**TO BE DONE:**
Start at the line containing "written like (366,401)." and transcribe every line exactly through the end of the records below, and only those lines.

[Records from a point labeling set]
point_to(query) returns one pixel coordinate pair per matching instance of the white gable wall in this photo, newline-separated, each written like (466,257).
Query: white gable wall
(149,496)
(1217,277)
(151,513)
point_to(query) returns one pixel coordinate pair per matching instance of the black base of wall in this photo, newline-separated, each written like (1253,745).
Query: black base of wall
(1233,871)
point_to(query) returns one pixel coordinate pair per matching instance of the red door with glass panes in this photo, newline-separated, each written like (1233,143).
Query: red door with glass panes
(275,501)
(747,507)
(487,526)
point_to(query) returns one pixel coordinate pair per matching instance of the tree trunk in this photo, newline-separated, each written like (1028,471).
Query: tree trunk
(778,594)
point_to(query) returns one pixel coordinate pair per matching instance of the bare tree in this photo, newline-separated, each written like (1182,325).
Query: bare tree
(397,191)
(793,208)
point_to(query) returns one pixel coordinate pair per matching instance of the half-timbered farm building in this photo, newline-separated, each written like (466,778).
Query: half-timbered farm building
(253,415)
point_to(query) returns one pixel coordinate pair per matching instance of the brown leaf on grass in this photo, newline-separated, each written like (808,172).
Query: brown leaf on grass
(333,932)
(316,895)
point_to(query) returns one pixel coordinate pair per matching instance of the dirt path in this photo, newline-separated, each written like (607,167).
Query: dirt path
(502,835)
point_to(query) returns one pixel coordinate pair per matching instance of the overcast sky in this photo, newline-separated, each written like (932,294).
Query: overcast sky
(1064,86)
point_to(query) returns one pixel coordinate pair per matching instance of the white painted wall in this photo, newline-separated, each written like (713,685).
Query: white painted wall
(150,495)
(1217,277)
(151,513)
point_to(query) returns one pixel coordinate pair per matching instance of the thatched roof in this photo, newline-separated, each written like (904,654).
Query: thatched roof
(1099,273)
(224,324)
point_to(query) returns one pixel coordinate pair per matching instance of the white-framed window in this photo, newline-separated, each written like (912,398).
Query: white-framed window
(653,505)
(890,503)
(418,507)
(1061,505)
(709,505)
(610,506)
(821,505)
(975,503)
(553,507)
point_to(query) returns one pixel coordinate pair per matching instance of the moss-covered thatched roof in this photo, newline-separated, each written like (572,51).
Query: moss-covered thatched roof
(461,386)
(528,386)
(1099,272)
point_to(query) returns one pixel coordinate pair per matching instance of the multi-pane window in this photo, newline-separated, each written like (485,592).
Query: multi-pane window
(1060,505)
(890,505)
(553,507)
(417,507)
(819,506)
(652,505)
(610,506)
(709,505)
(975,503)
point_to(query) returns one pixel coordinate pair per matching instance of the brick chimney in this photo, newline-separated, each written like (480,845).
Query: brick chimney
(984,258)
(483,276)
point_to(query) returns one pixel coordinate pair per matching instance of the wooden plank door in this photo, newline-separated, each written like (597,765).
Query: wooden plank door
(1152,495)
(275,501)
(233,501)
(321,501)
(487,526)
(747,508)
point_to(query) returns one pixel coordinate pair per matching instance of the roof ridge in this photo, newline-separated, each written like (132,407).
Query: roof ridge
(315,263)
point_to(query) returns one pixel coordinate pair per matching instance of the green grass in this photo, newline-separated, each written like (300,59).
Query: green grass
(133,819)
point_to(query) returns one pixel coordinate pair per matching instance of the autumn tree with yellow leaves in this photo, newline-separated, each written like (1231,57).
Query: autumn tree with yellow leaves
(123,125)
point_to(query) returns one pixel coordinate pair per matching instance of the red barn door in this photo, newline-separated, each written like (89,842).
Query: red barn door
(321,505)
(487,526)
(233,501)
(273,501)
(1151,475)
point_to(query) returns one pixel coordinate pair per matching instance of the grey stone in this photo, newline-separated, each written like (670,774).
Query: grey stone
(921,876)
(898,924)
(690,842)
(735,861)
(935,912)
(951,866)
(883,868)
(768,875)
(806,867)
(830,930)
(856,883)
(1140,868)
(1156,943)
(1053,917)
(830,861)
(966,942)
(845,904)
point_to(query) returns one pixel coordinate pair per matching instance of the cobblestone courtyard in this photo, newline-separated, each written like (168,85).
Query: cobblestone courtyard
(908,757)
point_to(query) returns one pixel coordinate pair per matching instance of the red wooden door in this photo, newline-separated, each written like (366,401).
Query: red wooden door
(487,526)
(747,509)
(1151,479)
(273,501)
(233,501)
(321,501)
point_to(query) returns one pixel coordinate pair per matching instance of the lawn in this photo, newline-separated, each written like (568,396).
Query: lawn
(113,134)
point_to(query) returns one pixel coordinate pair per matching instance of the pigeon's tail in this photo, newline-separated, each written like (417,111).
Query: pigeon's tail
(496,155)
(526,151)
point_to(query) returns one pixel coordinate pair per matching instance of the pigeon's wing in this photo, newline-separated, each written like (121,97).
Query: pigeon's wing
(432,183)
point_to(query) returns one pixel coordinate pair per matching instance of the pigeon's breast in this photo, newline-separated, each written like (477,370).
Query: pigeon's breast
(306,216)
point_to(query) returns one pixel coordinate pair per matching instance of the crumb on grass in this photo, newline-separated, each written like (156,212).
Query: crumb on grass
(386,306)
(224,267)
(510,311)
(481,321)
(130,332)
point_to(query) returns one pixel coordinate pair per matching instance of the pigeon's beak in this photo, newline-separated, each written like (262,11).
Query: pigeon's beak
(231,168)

**CORRECT RESPONSE:**
point_to(query) returns one pixel coordinate pair per matching instance of the red wooden door in this photo, newline-separated, each written like (366,401).
Query: red wooden door
(487,526)
(747,509)
(1151,479)
(273,501)
(233,501)
(321,501)
point_to(query) returns one pixel coordinate pair per matching instance of the lawn in this photo, newline-separated, each written like (568,396).
Query: lawn
(113,134)
point_to(query) returns one pixel coordinate pair per matching instance of the pigeon's tail in this photo, newline-separated, each written like (417,111).
Query: pigeon's tail
(496,155)
(526,151)
point_to(query) returns one pixel coordinate pair per matching instance of the pigeon's wing in this photo, newline-separated, each written like (121,97).
Query: pigeon's wing
(432,183)
point_to(query) returns one pixel coordinate pair per matching instance of the pigeon's breast in this photo, newline-separated, each written like (477,370).
Query: pigeon's breast
(306,216)
point_to(query) returns one pixel coordinate pair per matching instance of the crumb on grass in this photo, newline-separated, each written like (156,212).
Query: crumb on grass
(386,306)
(224,267)
(510,311)
(481,321)
(130,332)
point_to(query) returns one pixel coordinate pair per matching instance of the pigeon's beak in this photo, newline-separated, each written like (262,11).
Query: pigeon's beak
(231,168)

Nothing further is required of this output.